Text segment =>
#####

With their round heads, bamboo diet and mild temperament, pandas are one of the animal kingdom’s most unique creatures. Need more proof? It’s all there in black and white.
Cal State Long Beach assistant professor Ted Stankowich and student assistants joined a team of biologists from UC Davis that recently looked into why the colors of pandas are in stark contrast and what it means.
In a four-year study, the scientists broke down thousands of color grids and images and compared the colorings of 195 carnivore species and 39 bear subspecies, then matched their patterns against their environments.
Stankowich said the team concluded that the panda’s patterns serve as both camouflage and communication. Their findings were first published in Behavioral Ecology.
The research showed that carnivores who have white or light fur on their bodies and their necks tend to live in more snowy environments. Carnivores who have dark or black shoulders tend to live in a forest environment. Temperature made little difference.

#####

Data extracts =>
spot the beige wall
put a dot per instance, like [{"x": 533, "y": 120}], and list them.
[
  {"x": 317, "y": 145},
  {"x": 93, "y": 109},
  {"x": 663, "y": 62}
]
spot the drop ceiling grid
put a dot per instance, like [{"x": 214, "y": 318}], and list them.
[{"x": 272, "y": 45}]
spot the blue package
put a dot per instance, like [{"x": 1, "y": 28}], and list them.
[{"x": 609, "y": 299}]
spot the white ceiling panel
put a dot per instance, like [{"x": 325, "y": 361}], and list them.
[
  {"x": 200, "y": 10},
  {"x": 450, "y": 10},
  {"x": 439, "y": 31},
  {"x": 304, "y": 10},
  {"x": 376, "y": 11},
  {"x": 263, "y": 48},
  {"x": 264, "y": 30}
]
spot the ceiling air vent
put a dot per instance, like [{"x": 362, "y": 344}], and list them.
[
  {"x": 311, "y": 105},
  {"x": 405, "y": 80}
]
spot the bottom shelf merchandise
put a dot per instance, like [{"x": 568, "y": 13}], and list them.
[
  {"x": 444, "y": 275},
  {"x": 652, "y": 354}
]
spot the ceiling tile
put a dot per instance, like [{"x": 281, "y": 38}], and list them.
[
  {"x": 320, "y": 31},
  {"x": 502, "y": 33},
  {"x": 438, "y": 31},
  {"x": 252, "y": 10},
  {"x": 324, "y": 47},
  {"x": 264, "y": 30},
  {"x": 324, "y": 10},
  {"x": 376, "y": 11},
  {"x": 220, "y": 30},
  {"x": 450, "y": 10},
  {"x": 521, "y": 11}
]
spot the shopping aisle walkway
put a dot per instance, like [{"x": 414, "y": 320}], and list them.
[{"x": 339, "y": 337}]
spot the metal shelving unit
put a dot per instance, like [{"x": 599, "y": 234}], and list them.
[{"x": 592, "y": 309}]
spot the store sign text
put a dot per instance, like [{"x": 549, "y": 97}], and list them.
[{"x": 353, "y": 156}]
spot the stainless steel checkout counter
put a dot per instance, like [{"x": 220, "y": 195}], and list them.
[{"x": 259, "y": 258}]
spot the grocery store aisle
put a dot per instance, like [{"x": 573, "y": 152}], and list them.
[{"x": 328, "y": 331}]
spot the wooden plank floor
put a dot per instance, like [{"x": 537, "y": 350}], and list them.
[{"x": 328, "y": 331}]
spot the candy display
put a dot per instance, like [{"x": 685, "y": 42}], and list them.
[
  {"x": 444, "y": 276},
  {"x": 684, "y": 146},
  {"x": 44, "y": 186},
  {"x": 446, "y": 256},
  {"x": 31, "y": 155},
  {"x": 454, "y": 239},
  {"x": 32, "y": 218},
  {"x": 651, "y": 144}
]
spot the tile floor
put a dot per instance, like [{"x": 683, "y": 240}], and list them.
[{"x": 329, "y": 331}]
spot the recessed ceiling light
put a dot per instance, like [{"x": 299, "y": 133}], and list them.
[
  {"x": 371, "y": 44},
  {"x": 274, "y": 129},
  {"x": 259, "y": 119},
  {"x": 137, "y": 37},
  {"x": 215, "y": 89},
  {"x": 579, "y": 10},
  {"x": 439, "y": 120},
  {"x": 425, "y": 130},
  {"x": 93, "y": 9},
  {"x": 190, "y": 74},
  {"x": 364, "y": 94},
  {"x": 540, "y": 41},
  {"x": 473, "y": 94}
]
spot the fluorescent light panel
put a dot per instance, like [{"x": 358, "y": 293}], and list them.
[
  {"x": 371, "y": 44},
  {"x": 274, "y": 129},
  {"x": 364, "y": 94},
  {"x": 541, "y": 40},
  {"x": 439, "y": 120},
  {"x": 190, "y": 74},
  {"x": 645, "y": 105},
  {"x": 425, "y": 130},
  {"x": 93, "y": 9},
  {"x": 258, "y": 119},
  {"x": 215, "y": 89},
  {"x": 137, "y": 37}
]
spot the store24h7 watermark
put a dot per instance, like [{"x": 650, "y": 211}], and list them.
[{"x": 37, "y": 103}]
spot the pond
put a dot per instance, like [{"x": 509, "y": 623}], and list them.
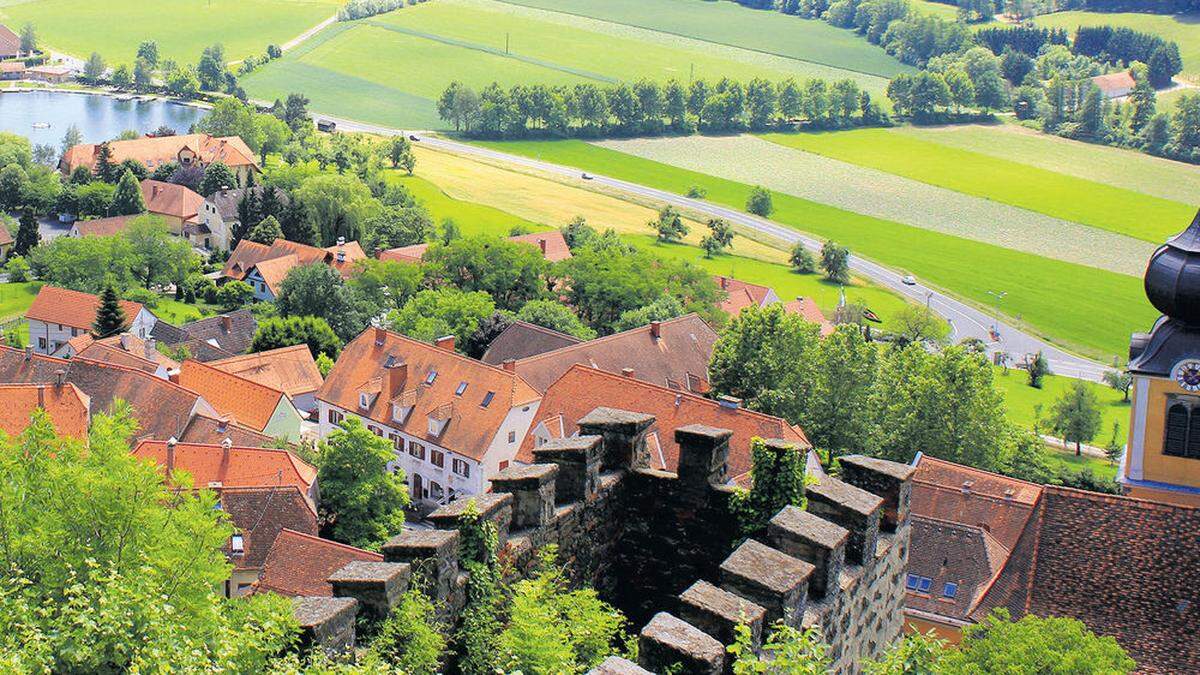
[{"x": 99, "y": 118}]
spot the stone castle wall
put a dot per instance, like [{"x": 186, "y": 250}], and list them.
[{"x": 658, "y": 545}]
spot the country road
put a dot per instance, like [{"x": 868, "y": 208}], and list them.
[{"x": 965, "y": 320}]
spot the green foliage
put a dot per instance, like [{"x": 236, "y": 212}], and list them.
[
  {"x": 786, "y": 651},
  {"x": 279, "y": 332},
  {"x": 361, "y": 502},
  {"x": 430, "y": 315},
  {"x": 81, "y": 598},
  {"x": 555, "y": 316},
  {"x": 1033, "y": 645},
  {"x": 778, "y": 475},
  {"x": 111, "y": 317}
]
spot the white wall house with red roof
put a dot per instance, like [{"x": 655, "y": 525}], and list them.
[{"x": 453, "y": 420}]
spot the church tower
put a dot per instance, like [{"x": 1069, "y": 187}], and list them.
[{"x": 1162, "y": 460}]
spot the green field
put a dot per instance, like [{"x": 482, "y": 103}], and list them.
[
  {"x": 390, "y": 69},
  {"x": 183, "y": 28},
  {"x": 1182, "y": 29},
  {"x": 1090, "y": 310},
  {"x": 1125, "y": 211}
]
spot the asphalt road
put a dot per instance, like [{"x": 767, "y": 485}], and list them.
[{"x": 965, "y": 320}]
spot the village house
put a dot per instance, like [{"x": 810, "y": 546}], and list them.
[
  {"x": 552, "y": 245},
  {"x": 59, "y": 314},
  {"x": 161, "y": 408},
  {"x": 221, "y": 217},
  {"x": 265, "y": 267},
  {"x": 257, "y": 406},
  {"x": 186, "y": 150},
  {"x": 291, "y": 370},
  {"x": 67, "y": 408},
  {"x": 673, "y": 353},
  {"x": 583, "y": 389},
  {"x": 453, "y": 420}
]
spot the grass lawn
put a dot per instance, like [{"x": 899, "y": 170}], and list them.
[
  {"x": 183, "y": 28},
  {"x": 16, "y": 298},
  {"x": 1023, "y": 400},
  {"x": 1134, "y": 214},
  {"x": 1086, "y": 309},
  {"x": 1182, "y": 29},
  {"x": 390, "y": 69}
]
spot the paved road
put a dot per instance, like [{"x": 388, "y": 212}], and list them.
[{"x": 965, "y": 320}]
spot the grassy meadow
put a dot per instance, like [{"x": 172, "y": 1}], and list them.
[
  {"x": 1090, "y": 310},
  {"x": 183, "y": 28},
  {"x": 390, "y": 69}
]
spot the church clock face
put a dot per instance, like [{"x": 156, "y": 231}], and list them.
[{"x": 1187, "y": 374}]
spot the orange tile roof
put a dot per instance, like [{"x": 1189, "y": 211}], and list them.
[
  {"x": 247, "y": 402},
  {"x": 677, "y": 358},
  {"x": 583, "y": 389},
  {"x": 229, "y": 150},
  {"x": 71, "y": 308},
  {"x": 471, "y": 428},
  {"x": 299, "y": 565},
  {"x": 171, "y": 199},
  {"x": 291, "y": 370},
  {"x": 240, "y": 467},
  {"x": 103, "y": 226},
  {"x": 67, "y": 407}
]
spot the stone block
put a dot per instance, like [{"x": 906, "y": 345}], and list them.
[
  {"x": 617, "y": 665},
  {"x": 667, "y": 640},
  {"x": 718, "y": 611},
  {"x": 376, "y": 585},
  {"x": 579, "y": 460},
  {"x": 325, "y": 623},
  {"x": 533, "y": 493},
  {"x": 887, "y": 479},
  {"x": 703, "y": 455},
  {"x": 492, "y": 507},
  {"x": 814, "y": 539},
  {"x": 853, "y": 508},
  {"x": 772, "y": 579},
  {"x": 624, "y": 436}
]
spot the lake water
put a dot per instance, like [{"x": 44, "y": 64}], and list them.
[{"x": 99, "y": 118}]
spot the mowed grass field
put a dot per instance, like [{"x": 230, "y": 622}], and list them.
[
  {"x": 1067, "y": 197},
  {"x": 183, "y": 28},
  {"x": 1090, "y": 310},
  {"x": 390, "y": 69},
  {"x": 1182, "y": 29}
]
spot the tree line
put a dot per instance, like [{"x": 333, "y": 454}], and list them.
[{"x": 647, "y": 107}]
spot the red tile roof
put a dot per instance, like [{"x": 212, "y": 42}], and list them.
[
  {"x": 71, "y": 308},
  {"x": 677, "y": 358},
  {"x": 299, "y": 565},
  {"x": 363, "y": 369},
  {"x": 247, "y": 402},
  {"x": 235, "y": 467},
  {"x": 583, "y": 389},
  {"x": 171, "y": 199},
  {"x": 291, "y": 370},
  {"x": 67, "y": 407}
]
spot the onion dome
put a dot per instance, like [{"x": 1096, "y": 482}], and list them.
[{"x": 1173, "y": 276}]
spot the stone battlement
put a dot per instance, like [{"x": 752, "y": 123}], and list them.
[{"x": 658, "y": 545}]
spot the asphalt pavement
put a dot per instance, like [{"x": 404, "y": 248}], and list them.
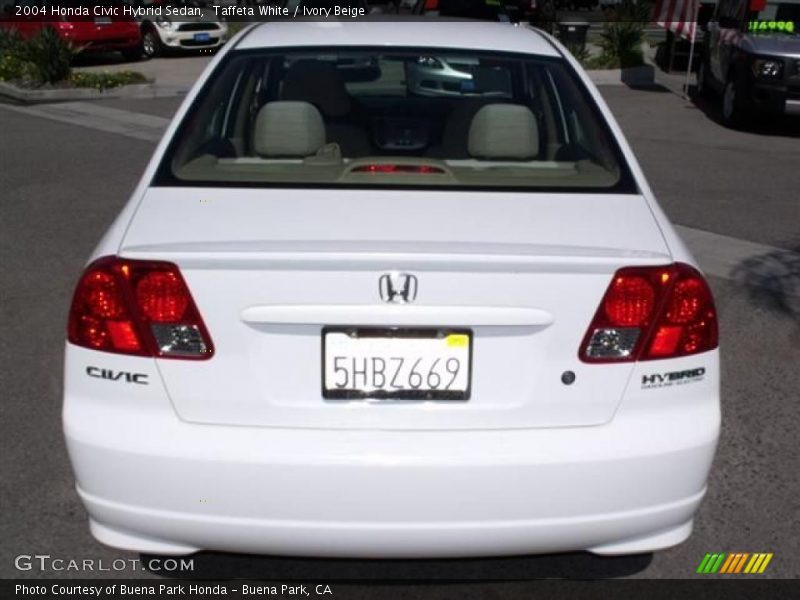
[{"x": 61, "y": 185}]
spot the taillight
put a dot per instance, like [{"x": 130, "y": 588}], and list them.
[
  {"x": 137, "y": 307},
  {"x": 652, "y": 312}
]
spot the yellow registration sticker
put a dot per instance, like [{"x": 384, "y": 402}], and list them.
[{"x": 457, "y": 340}]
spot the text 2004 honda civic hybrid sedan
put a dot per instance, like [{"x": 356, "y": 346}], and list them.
[{"x": 342, "y": 318}]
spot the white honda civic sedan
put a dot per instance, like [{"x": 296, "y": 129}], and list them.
[{"x": 340, "y": 318}]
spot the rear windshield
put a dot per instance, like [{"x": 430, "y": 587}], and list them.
[{"x": 412, "y": 117}]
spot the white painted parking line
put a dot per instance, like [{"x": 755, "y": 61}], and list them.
[
  {"x": 718, "y": 255},
  {"x": 111, "y": 120}
]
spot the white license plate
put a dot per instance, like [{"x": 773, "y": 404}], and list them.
[{"x": 414, "y": 364}]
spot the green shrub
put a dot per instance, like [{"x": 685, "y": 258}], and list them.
[
  {"x": 11, "y": 67},
  {"x": 50, "y": 56},
  {"x": 105, "y": 80},
  {"x": 10, "y": 41},
  {"x": 623, "y": 34}
]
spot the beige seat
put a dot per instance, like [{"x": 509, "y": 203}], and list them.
[
  {"x": 320, "y": 83},
  {"x": 286, "y": 129},
  {"x": 504, "y": 131}
]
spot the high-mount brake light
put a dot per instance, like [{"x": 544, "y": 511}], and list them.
[
  {"x": 392, "y": 168},
  {"x": 137, "y": 307},
  {"x": 650, "y": 313}
]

#####

Problems to solve =>
(a) Write out everything in the panda study text from "In a four-year" down to "in Behavioral Ecology.".
(b) Turn the paragraph of the panda study text that begins "The research showed that carnivores" into a short bulleted list that keeps its main facts.

Responses by item number =>
(a)
In a four-year study, the scientists broke down thousands of color grids and images and compared the colorings of 195 carnivore species and 39 bear subspecies, then matched their patterns against their environments.
Stankowich said the team concluded that the panda’s patterns serve as both camouflage and communication. Their findings were first published in Behavioral Ecology.

(b)
- Carnivores with white or light fur on their bodies and necks tend to live in snowier environments.
- Carnivores with dark or black shoulders tend to live in forests.
- Temperature made little difference.